§ What this task involves: Please give every entry again, exactly as it reads.

——

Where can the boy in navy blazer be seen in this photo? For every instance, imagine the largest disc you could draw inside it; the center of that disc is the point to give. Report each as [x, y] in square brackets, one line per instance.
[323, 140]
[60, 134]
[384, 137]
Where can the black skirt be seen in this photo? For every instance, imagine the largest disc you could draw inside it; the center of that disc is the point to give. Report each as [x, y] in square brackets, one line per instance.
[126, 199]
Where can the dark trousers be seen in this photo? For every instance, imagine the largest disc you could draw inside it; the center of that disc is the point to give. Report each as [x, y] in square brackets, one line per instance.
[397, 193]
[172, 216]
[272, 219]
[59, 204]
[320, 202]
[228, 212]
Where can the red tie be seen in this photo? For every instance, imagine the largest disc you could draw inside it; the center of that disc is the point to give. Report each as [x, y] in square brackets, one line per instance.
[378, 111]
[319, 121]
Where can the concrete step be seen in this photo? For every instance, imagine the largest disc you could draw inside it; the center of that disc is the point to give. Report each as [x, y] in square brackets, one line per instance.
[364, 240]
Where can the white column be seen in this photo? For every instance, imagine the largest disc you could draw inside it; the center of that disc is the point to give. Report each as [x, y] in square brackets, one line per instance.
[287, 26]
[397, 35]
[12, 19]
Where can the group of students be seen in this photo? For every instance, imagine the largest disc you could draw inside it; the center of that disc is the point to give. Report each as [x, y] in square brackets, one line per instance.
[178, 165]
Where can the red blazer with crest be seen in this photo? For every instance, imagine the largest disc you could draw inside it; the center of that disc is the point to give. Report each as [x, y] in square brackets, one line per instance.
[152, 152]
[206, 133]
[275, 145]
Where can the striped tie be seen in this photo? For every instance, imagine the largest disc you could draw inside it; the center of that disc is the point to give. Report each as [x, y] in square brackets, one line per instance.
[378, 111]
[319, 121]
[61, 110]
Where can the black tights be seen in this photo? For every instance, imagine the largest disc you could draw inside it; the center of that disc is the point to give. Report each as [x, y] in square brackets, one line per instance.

——

§ Written answer:
Where can the boy in navy blazer be seen in this photo? For every instance, imagine the largest disc you could draw inside it; the center of that disc is the point to give. Report each as [x, y] in square brackets, one line per instance.
[323, 140]
[60, 134]
[384, 137]
Where can the black skirt be seen in this photo? For every instance, imagine the largest disc you could draw inside it; the center of that disc is the point to give. Report each as [x, y] in square brackets, one line per instance.
[126, 199]
Where can the dark trousers be seen in this photo? For every instance, imagine the largest disc you could draw inside it; the center of that disc is the point to give. Report each as [x, y] in square brackets, one line per instance.
[397, 193]
[172, 216]
[272, 219]
[59, 204]
[320, 202]
[228, 212]
Where can the red tie be seen in this photo? For every instance, imagine the largest disc you could draw inside it; the center of that disc is the point to give. Report each as [x, y] in square brackets, one line per instance.
[378, 111]
[319, 121]
Where can the concrete step be seen in this photo? For every instance, imagine the largest disc you could draw inside it; the center of that disc is the point to give. Report each as [x, y] in square brackets, one line per instance.
[364, 240]
Where can the white column be seen in this photo? For every instance, imagine the largest disc you could draw inside it; the center of that disc is the point to give. Report each as [x, y] in square brackets, one line per instance.
[287, 26]
[397, 35]
[12, 19]
Where can the group of students be seen in this photo? For every instance, imagine the largest disc you could draw inside it; the center of that disc is the point to give. Report each as [x, y] in square brackets, one line per instance.
[178, 165]
Where can the red blazer with crest be seen in this photo? For every instance, imagine the largest disc you could draw inside it; the center of that disc is the point to give. Report each as [x, y] in square brackets, one line per instance.
[152, 152]
[206, 133]
[275, 145]
Where can the striped tie be seen in this photo? For every instance, imagine the largest disc you could draw inside it; the center of that disc is the point to give. Report each as [x, y] in square brackets, one line per instance.
[378, 111]
[319, 121]
[61, 110]
Where can the black tights be seen in this photo? For every instance, imagine the largest disc you could draw inside it; the center of that disc is the point to give. Report each as [x, y] in square brackets, one line per instance.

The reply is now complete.